Dataset entries:
== Segment start ==

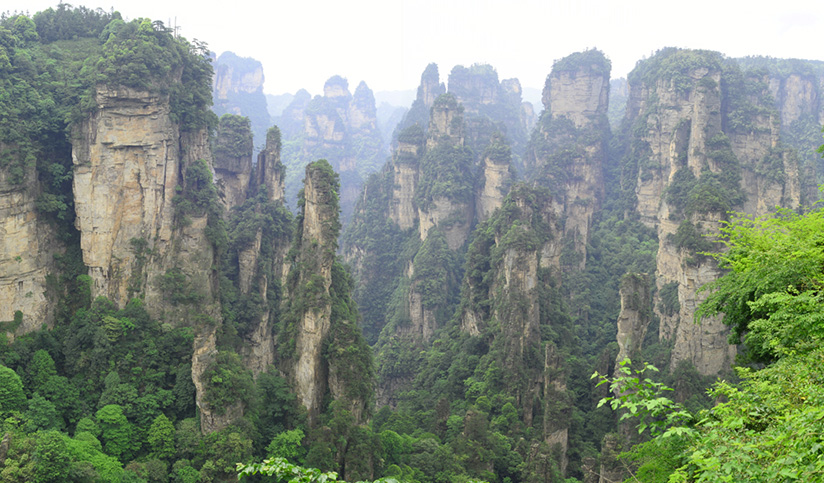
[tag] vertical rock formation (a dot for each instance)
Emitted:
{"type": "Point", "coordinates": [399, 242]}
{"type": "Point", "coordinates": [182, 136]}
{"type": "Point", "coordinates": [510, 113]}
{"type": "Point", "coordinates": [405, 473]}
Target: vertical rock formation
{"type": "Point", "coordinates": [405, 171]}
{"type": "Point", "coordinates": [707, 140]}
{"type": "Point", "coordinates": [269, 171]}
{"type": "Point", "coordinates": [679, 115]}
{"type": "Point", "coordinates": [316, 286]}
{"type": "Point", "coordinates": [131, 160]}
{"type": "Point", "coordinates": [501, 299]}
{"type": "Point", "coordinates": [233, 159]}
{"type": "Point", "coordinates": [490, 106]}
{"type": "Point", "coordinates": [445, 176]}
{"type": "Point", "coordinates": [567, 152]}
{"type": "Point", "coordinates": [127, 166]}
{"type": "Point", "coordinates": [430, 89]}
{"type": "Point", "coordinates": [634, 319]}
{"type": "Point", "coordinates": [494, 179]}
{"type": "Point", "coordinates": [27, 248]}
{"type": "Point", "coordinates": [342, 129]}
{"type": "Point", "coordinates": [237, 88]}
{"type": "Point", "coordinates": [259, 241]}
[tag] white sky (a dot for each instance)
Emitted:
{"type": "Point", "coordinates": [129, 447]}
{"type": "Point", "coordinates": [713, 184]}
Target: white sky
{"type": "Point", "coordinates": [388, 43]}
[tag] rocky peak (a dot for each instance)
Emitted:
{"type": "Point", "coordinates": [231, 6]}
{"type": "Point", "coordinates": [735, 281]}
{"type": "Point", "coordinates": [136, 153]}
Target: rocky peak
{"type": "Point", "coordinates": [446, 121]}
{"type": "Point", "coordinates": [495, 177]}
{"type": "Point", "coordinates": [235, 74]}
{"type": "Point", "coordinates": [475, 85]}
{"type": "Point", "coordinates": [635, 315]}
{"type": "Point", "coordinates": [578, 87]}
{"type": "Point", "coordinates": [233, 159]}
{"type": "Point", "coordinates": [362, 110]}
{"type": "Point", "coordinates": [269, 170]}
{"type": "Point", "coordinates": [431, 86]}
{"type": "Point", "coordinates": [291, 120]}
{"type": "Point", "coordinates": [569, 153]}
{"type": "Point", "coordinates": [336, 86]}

== Segment end ==

Once the pictures are set aside, write out each record exactly.

[tag] vertical rock formation (a dot for each instance)
Emitted:
{"type": "Point", "coordinates": [399, 242]}
{"type": "Point", "coordinates": [182, 136]}
{"type": "Point", "coordinates": [510, 113]}
{"type": "Point", "coordinates": [405, 473]}
Target: vertical rock formation
{"type": "Point", "coordinates": [405, 171]}
{"type": "Point", "coordinates": [707, 140]}
{"type": "Point", "coordinates": [269, 171]}
{"type": "Point", "coordinates": [679, 115]}
{"type": "Point", "coordinates": [316, 286]}
{"type": "Point", "coordinates": [131, 160]}
{"type": "Point", "coordinates": [501, 299]}
{"type": "Point", "coordinates": [233, 159]}
{"type": "Point", "coordinates": [490, 106]}
{"type": "Point", "coordinates": [445, 176]}
{"type": "Point", "coordinates": [567, 152]}
{"type": "Point", "coordinates": [127, 166]}
{"type": "Point", "coordinates": [430, 89]}
{"type": "Point", "coordinates": [634, 319]}
{"type": "Point", "coordinates": [494, 179]}
{"type": "Point", "coordinates": [27, 248]}
{"type": "Point", "coordinates": [342, 129]}
{"type": "Point", "coordinates": [237, 88]}
{"type": "Point", "coordinates": [259, 241]}
[tag] white sky (a dot for each instance)
Emitted:
{"type": "Point", "coordinates": [129, 447]}
{"type": "Point", "coordinates": [713, 184]}
Target: white sky
{"type": "Point", "coordinates": [388, 43]}
[tag] rocky peak (a dot for each instance)
Emitted:
{"type": "Point", "coordinates": [231, 6]}
{"type": "Point", "coordinates": [735, 281]}
{"type": "Point", "coordinates": [136, 153]}
Target: rocky peak
{"type": "Point", "coordinates": [446, 121]}
{"type": "Point", "coordinates": [495, 177]}
{"type": "Point", "coordinates": [235, 74]}
{"type": "Point", "coordinates": [475, 85]}
{"type": "Point", "coordinates": [635, 315]}
{"type": "Point", "coordinates": [578, 87]}
{"type": "Point", "coordinates": [233, 159]}
{"type": "Point", "coordinates": [362, 110]}
{"type": "Point", "coordinates": [269, 170]}
{"type": "Point", "coordinates": [431, 86]}
{"type": "Point", "coordinates": [291, 120]}
{"type": "Point", "coordinates": [569, 153]}
{"type": "Point", "coordinates": [336, 86]}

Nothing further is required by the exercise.